◆ WRITTEN REQUEST ◆
Turn the records below into a JSON list of strings with one string per line, dropping blank lines and leaving out the pictures.

◆ GIVEN RECORDS ◆
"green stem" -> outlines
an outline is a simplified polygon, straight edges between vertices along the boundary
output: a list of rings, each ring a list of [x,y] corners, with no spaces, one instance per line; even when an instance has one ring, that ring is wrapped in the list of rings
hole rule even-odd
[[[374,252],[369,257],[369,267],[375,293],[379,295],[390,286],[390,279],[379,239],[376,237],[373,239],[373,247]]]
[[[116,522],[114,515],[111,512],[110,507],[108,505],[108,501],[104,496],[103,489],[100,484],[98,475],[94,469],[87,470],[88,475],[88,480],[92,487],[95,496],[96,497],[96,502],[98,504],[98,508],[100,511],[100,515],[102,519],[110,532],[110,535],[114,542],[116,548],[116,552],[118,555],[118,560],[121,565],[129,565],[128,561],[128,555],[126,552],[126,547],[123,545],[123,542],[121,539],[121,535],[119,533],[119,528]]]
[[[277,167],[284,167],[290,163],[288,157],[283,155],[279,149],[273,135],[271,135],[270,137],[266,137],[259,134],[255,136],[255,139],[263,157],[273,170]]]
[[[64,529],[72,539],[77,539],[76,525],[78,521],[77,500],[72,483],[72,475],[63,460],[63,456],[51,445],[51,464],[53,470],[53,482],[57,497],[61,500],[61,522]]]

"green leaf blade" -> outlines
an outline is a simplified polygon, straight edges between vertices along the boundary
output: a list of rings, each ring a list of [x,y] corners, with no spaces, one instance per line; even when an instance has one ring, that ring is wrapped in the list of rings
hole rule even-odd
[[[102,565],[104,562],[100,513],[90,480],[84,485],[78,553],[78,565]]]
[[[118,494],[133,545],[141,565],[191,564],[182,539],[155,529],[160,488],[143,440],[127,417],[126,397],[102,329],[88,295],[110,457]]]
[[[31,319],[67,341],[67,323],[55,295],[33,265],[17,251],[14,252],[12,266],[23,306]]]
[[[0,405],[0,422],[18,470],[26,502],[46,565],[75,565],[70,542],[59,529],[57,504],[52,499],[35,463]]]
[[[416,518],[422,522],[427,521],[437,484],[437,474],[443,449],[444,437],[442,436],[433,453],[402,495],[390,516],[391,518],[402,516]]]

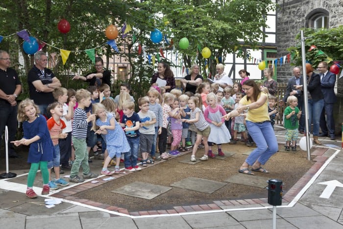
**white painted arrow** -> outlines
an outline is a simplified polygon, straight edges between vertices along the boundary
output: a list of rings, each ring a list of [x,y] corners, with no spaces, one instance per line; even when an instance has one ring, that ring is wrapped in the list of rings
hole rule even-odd
[[[319,197],[321,198],[329,199],[332,193],[334,192],[334,190],[336,187],[341,187],[343,188],[343,184],[335,179],[329,180],[328,181],[321,182],[317,183],[319,184],[325,184],[327,185],[325,189],[323,191],[323,192],[321,193],[320,196],[319,196]]]

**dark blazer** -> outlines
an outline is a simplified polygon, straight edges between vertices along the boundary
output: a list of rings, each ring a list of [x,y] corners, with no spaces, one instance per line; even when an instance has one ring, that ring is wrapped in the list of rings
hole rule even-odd
[[[304,85],[304,79],[303,78],[302,76],[300,77],[300,85]],[[287,83],[287,87],[286,88],[286,92],[285,92],[285,95],[284,96],[283,99],[282,99],[282,101],[284,102],[287,102],[287,98],[290,96],[290,93],[294,90],[295,89],[294,88],[294,85],[296,85],[295,83],[295,76],[293,76],[292,78],[288,80],[288,83]],[[302,90],[297,90],[298,94],[297,94],[297,97],[298,98],[298,101],[300,100],[301,98],[303,97],[303,93]]]
[[[309,76],[307,76],[308,80]],[[307,83],[307,90],[308,90],[312,100],[315,101],[321,100],[324,98],[323,93],[320,88],[320,76],[319,74],[313,73],[311,79]]]
[[[334,91],[336,77],[335,74],[328,71],[321,79],[321,91],[324,95],[324,102],[326,103],[334,103],[337,101]]]

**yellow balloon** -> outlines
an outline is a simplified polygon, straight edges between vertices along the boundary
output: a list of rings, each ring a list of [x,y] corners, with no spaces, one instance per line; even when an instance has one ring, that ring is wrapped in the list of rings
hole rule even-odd
[[[211,56],[211,50],[207,47],[204,48],[201,51],[201,55],[205,59],[209,58]]]
[[[258,63],[258,69],[260,70],[263,70],[266,68],[266,63],[264,61],[261,61]]]

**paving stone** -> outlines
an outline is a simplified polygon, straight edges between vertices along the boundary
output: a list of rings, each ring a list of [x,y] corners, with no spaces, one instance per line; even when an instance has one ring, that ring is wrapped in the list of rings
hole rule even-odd
[[[140,198],[151,200],[172,188],[157,184],[135,181],[115,189],[111,192]]]
[[[171,186],[198,192],[212,193],[225,186],[226,183],[189,177],[176,182]]]

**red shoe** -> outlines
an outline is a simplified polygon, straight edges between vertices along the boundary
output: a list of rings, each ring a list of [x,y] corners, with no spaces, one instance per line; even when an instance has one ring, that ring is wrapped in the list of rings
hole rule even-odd
[[[34,192],[34,191],[33,191],[33,189],[31,189],[26,190],[26,196],[30,199],[35,199],[37,198],[37,196],[36,193]]]
[[[43,186],[43,190],[42,190],[42,195],[49,195],[50,188],[49,185]]]

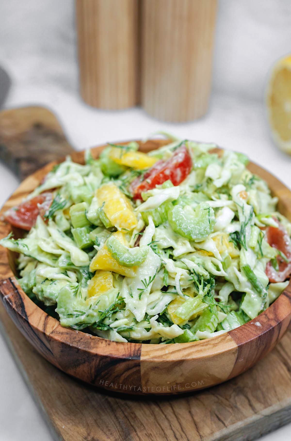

◆ EXERCISE RESULT ◆
[
  "\"green stem\" -> outlines",
  "an outline is a simplified polygon, straight edges between vertices along the boundary",
  "output: a list of rings, each ring a list of [x,y] corners, with no spaces, one instance per line; even when an instance has one ring, that ring is wrapped in the list of rings",
  "hole rule even-odd",
  "[[[374,252],[369,257],[369,267],[375,293],[379,295],[390,286],[390,279],[379,239],[376,237],[373,239],[373,247]]]",
  "[[[116,522],[114,515],[111,512],[110,507],[108,505],[108,501],[104,496],[103,489],[100,484],[98,475],[94,469],[87,470],[88,475],[88,480],[92,487],[95,496],[96,497],[96,502],[98,504],[98,508],[100,511],[100,515],[102,519],[110,532],[110,535],[114,542],[116,548],[116,552],[118,555],[118,560],[121,565],[129,565],[128,561],[128,555],[126,552],[126,547],[123,545],[123,542],[121,539],[121,535],[119,533],[119,528]]]",
  "[[[277,167],[284,167],[290,163],[288,157],[283,155],[279,149],[273,135],[271,135],[270,137],[266,137],[259,134],[255,136],[255,139],[263,157],[273,170]]]",
  "[[[64,529],[72,539],[77,539],[76,525],[78,521],[77,500],[72,483],[72,475],[63,460],[63,456],[51,445],[51,464],[53,470],[53,482],[57,497],[61,500],[61,522]]]",
  "\"green leaf blade\" -> outlines",
  "an outline is a simplified polygon, straight edges between vertices along the boundary",
  "output: a list of rings, each ring a list of [x,y] corners, with no spaces, one instance per line; even when an instance has one ring, that ring is wrapped in the list of rings",
  "hole rule even-odd",
  "[[[102,565],[104,562],[100,513],[90,480],[84,485],[78,553],[78,565]]]",
  "[[[118,494],[133,545],[141,565],[191,564],[182,539],[155,529],[160,488],[143,440],[127,417],[126,397],[102,329],[88,295],[110,457]]]",
  "[[[31,319],[67,341],[67,323],[55,295],[33,265],[17,251],[14,252],[12,266],[23,306]]]",
  "[[[0,405],[0,422],[18,470],[26,502],[46,565],[75,565],[70,542],[59,529],[57,504],[52,499],[35,463]]]",
  "[[[416,518],[422,522],[427,521],[437,484],[437,474],[443,449],[444,437],[442,436],[433,453],[402,495],[390,516],[391,518],[402,516]]]",
  "**white painted arrow** -> outlines",
  "an outline is a simplified polygon, straight edges between vertices along the boundary",
  "output: a list of rings, each ring a list of [x,y] corners, with no spaces, one instance per line; even when an instance has one ring, that ring is wrapped in the list of rings",
  "hole rule even-odd",
  "[[[319,197],[321,198],[329,199],[332,193],[334,192],[334,190],[336,187],[341,187],[343,188],[343,184],[335,179],[329,180],[328,181],[321,182],[317,183],[319,184],[325,184],[327,185],[325,189],[323,191],[323,192],[321,193],[320,196],[319,196]]]",
  "**dark blazer** -> outlines",
  "an outline is a simplified polygon, straight edges between vertices along the boundary",
  "output: a list of rings, each ring a list of [x,y] corners, with no spaces, one instance per line; even when an instance has one ring, that ring is wrapped in the list of rings",
  "hole rule even-odd",
  "[[[304,85],[304,79],[303,78],[302,76],[300,77],[300,85]],[[287,83],[287,87],[286,88],[286,92],[285,92],[285,95],[284,96],[283,99],[282,99],[282,101],[284,102],[287,102],[287,98],[290,96],[290,93],[294,90],[295,89],[294,88],[294,85],[296,85],[295,83],[295,76],[293,76],[292,78],[288,80],[288,83]],[[302,90],[297,90],[298,94],[297,94],[297,97],[298,98],[298,101],[300,100],[301,98],[303,97],[303,93]]]",
  "[[[309,76],[307,76],[308,80]],[[307,83],[307,90],[308,90],[312,100],[315,101],[321,100],[324,98],[323,93],[320,88],[320,76],[319,74],[313,73],[311,79]]]",
  "[[[334,91],[336,77],[335,74],[328,71],[321,79],[321,91],[324,95],[324,102],[326,103],[334,103],[337,101]]]",
  "**yellow balloon** -> outlines",
  "an outline is a simplified polygon, straight edges between vertices along the boundary",
  "output: a list of rings, each ring a list of [x,y] corners, with no spaces, one instance per line; even when an instance has one ring, that ring is wrapped in the list of rings",
  "hole rule even-odd",
  "[[[211,56],[211,50],[207,47],[204,48],[201,51],[201,55],[205,59],[209,58]]]",
  "[[[258,63],[258,69],[260,70],[263,70],[266,68],[266,63],[264,61],[261,61]]]",
  "**paving stone** -> outlines",
  "an outline is a simplified polygon, straight edges between vertices along the boundary",
  "output: a list of rings, each ring a list of [x,y] corners, with no spaces, one instance per line; even when an instance has one ring, that ring is wrapped in the list of rings",
  "hole rule even-odd",
  "[[[140,198],[151,200],[172,188],[157,184],[135,181],[115,189],[111,192]]]",
  "[[[171,186],[198,192],[212,193],[225,186],[226,183],[189,177],[176,182]]]",
  "**red shoe** -> outlines",
  "an outline is a simplified polygon, straight edges between vertices along the boundary",
  "output: a list of rings, each ring a list of [x,y] corners, with no spaces, one instance per line; even when an instance has one ring, that ring is wrapped in the list of rings",
  "hole rule even-odd",
  "[[[34,192],[34,191],[33,191],[33,189],[31,189],[26,190],[26,196],[30,199],[35,199],[37,198],[37,196],[36,193]]]",
  "[[[43,186],[43,190],[42,190],[42,195],[49,195],[50,188],[49,185]]]"
]